Entries>
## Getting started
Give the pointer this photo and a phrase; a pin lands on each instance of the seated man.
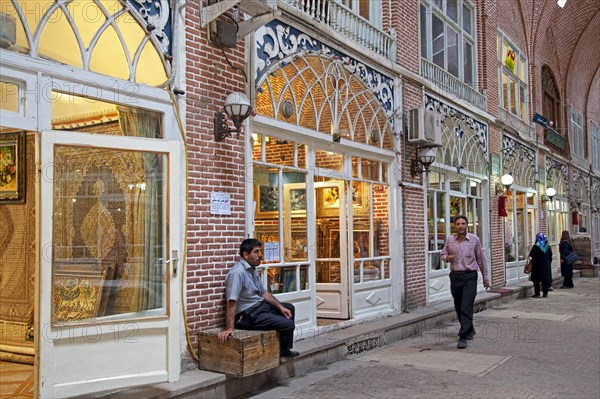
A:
(250, 306)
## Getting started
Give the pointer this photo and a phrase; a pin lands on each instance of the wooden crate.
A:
(246, 353)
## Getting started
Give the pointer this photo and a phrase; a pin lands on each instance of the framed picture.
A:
(328, 200)
(298, 248)
(495, 165)
(361, 244)
(77, 291)
(12, 167)
(298, 200)
(267, 201)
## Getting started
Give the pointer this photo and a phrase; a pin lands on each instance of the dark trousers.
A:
(266, 317)
(536, 287)
(463, 286)
(567, 272)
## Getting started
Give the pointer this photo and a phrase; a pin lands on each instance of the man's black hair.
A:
(248, 245)
(455, 218)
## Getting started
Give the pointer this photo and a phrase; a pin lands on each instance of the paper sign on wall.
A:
(220, 204)
(271, 252)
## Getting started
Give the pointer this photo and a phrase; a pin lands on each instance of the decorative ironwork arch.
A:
(126, 39)
(464, 139)
(519, 161)
(321, 93)
(581, 185)
(556, 176)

Task to complete> Pull out each line of the listing above that contains the word "photo", and copy those lines in their original order.

The answer>
Give the pointer this photo and a phrase; a pin lands on each instance of the seated man.
Give the pointer this photo and a phrase; a pin lands on each instance of the wooden crate.
Give the pointer this photo and a phrase; a pin lands on each instance of the framed picture.
Give the pointer this photo and a phrase; a pin lands on each instance of the dark trousers.
Give the pointer this photo and a phrase; a pin lands on each instance of the man's black hair.
Give the pointer this photo and a phrase; a pin lands on each instance of the paper sign on wall.
Give the pointer this photo and a phrase; a pin lands on each instance of the decorative ironwork arch.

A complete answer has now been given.